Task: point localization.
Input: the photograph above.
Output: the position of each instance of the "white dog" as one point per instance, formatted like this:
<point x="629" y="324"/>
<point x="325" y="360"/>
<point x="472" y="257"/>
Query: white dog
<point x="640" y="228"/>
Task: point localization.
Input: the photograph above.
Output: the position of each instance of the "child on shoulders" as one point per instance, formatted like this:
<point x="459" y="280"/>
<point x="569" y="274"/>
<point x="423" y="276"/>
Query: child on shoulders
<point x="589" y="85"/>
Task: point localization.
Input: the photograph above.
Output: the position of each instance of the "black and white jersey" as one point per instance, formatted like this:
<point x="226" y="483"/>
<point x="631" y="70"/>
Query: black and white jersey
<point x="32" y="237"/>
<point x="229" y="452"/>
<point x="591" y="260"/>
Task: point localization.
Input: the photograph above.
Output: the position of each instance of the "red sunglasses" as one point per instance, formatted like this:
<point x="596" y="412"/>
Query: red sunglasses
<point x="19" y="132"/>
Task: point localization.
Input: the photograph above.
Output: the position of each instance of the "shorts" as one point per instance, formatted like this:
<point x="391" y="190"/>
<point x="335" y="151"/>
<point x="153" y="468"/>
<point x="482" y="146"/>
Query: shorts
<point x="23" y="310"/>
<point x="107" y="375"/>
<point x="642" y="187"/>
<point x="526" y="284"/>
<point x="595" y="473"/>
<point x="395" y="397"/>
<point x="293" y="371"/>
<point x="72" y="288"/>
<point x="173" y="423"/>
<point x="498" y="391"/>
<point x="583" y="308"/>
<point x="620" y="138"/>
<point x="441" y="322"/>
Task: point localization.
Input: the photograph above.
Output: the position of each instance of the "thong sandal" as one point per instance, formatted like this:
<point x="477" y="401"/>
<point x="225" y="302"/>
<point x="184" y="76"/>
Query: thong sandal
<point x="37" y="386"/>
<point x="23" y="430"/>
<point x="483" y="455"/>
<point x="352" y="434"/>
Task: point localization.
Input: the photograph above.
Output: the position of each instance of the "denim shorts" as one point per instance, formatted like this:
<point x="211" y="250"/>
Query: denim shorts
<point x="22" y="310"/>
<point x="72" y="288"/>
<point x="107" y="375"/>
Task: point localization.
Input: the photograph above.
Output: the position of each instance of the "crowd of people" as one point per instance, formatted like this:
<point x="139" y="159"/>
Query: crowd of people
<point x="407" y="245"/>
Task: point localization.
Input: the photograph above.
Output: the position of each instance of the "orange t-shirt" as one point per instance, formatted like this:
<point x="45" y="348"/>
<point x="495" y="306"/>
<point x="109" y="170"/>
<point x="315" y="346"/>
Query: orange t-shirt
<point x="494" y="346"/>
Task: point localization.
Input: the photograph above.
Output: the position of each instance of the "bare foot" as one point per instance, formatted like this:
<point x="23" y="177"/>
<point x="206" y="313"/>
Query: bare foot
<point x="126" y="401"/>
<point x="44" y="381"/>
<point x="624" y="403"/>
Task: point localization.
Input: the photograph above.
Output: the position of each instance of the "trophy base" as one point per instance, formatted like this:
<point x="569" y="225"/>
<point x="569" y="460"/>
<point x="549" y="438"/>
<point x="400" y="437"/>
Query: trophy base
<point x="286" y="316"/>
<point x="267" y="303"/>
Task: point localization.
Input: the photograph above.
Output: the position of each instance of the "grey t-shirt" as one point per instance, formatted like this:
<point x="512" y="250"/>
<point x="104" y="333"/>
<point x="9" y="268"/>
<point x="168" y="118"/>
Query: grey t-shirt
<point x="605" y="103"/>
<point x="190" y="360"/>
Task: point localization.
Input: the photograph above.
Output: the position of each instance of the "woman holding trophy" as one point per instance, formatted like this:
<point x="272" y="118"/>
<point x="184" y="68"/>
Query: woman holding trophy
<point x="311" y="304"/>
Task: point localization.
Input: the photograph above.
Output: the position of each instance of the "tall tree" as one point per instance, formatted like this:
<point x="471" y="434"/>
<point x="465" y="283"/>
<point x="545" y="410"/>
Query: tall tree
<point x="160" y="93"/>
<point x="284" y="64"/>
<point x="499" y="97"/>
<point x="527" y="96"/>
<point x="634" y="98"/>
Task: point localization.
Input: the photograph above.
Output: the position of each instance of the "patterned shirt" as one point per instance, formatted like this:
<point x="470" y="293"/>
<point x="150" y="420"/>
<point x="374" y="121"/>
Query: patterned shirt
____
Work instruction. Wherever the word "patterned" shows up in the material, copy the line it is on.

Answer for this exercise.
Output: the position of each instance of the "patterned shirt" as one point per instance, formatted like this:
Query: patterned shirt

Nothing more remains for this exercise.